▶ Text extract
★ ★ ★ ★
Helping Schools Help Themselves

Posted 21 Nov 2001 at 05:19 UTC by asleep Share This

Microsoft has taken a legal issue and attempted to force themselves upon our children even more then they already are. Forcing a substandard product that costs 100 times more then the compitition is not a lesson I want my children to learn.

Take this as my open offer to help any school in the US in any project that is based on Linux.

I've put up this page to accept requests for assistance as well as offers to help your local schools.

Advice on page content, local contact information, press contacts or other useful feedback would be great to obtain before I attempt my own little press riot :).


Open Source Schools, posted 21 Nov 2001 at 11:25 UTC by Malx » (Journeyer)

Look at this project. I could help you.

You might find this interesting...., posted 21 Nov 2001 at 23:23 UTC by dneighbors » (Master)

RedHat counters M$ proposal...

Most Excellent Link

We can make a difference here, posted 22 Nov 2001 at 08:07 UTC by sethcohn » (Master)

from http://www.redhat.com/opensour cenow/

Judge J. Frederick Motz has invited written comments from interested third parties via fax. We strongly encourage you to fax your comments. He will make his final decision whether or not to accept the settlement in a hearing on Tuesday, Nov 27. This is your last chance to influence this settlement.

Hon. Judge J. Frederick Motz H.S. District Court for the District of Maryland

Fax #: (410) 962-7574

----

Keep in mind this is the SAME judge who ruled in Microsoft's favor earlier in the year... http://www.usatoday.com/life/cyber/tech/cti992.htm:

The ruling by U.S. District Judge J. Frederick Motz eliminates the largest block of consumer lawsuits spawned by another federal judge's finding in June that Microsoft illegally defended its Windows monopoly for personal computer operating software.

In Friday's decision, Motz rejected arguments that consumers who bought Windows installed on PCs or through retailers were direct purchasers because they obtained a license to use the product from Microsoft.
★ ★ ★ ★
▶ Problem A
Set down the part of the post on Linux help for schools starting with "Look at this" and going on through "counters M$ proposal...".
▶ Problem B
Sum up the post on Linux help for schools in two sentences.

▶ Data lines
★ ★ ★ ★
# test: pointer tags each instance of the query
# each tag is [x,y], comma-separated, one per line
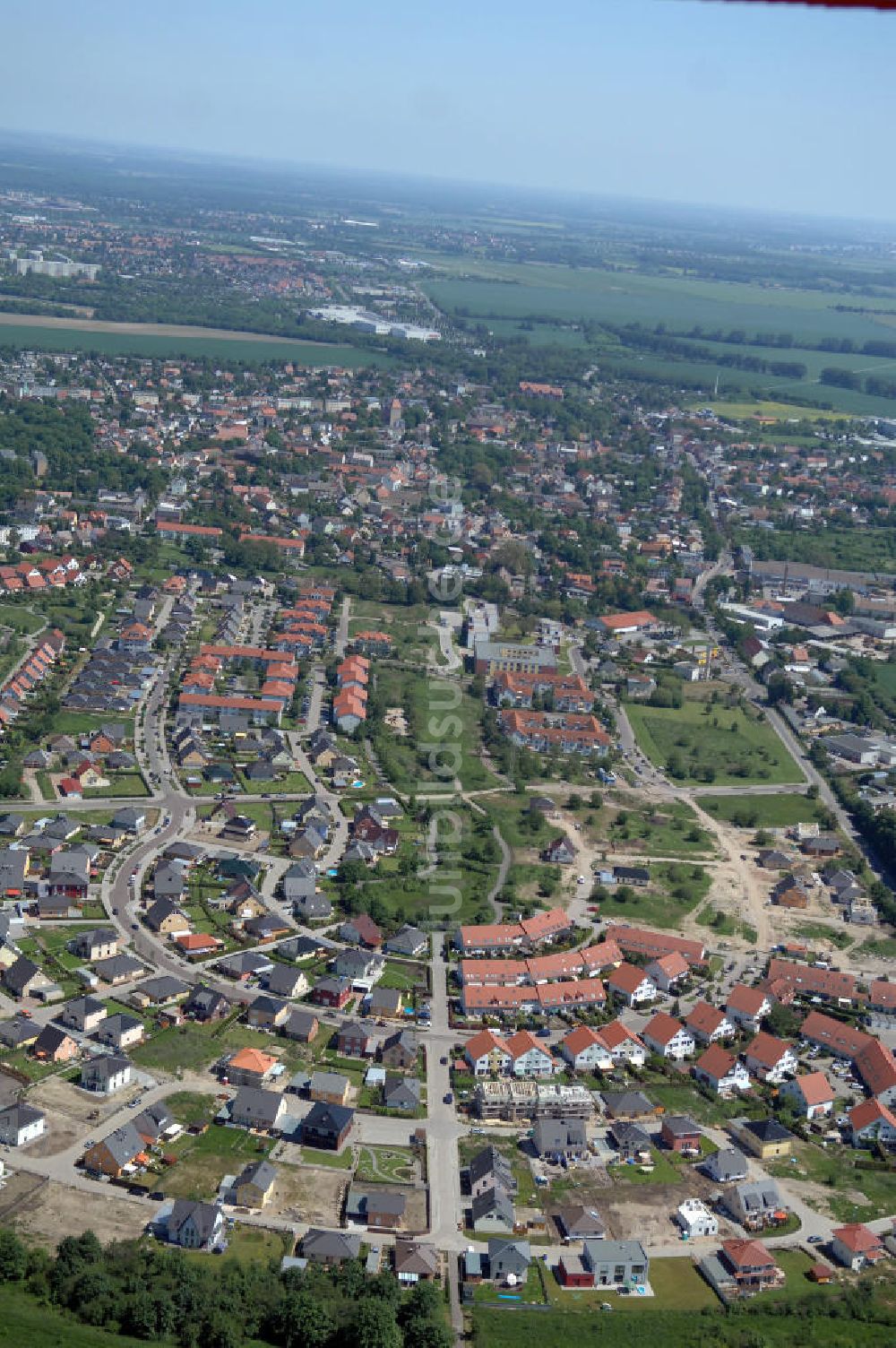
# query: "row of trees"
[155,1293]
★ ★ ★ ★
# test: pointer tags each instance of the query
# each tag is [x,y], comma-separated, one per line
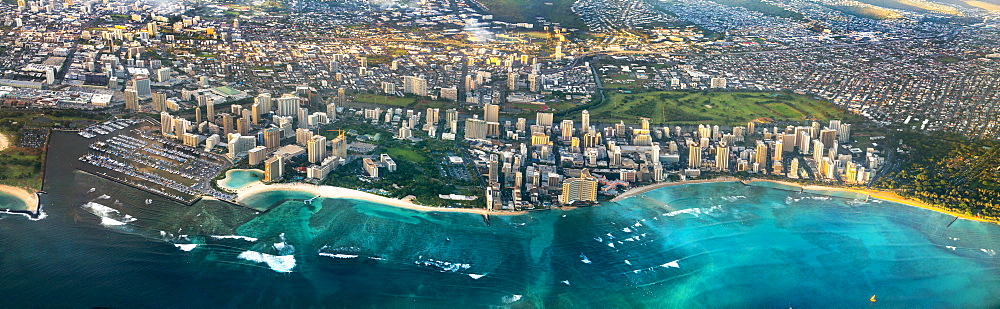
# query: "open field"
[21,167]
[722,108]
★ ★ ★ ★
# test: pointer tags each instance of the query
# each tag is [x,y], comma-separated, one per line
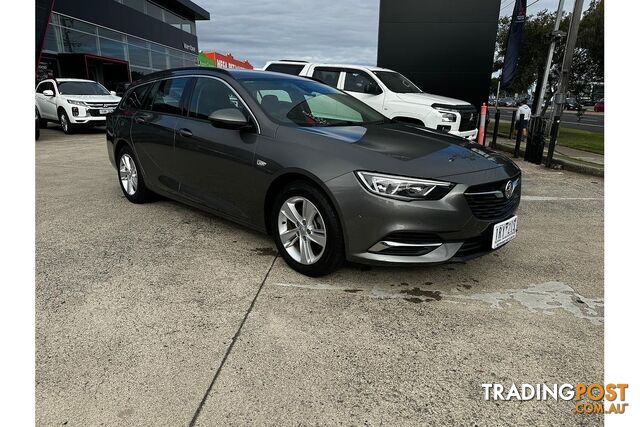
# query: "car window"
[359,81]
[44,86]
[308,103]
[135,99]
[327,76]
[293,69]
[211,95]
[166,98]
★ ★ ★ ★
▶ Complete answer A
Look at this project. I could help you.

You might find this interesting...., posted 21 Nov 2001 at 23:23 UTC by dneighbors » (Master)

RedHat counters M$ proposal...

▶ Complete answer B
The author criticizes Microsoft for forcing a substandard product that costs far more than the competition on children, and offers to help any US school with a Linux-based project, inviting requests for assistance, offers of help, and feedback. Commenters point to a related project and to Red Hat's counter to Microsoft's proposal, and one urges readers to fax comments to Judge J. Frederick Motz before the November 27 hearing while noting that he ruled in Microsoft's favor earlier in the year.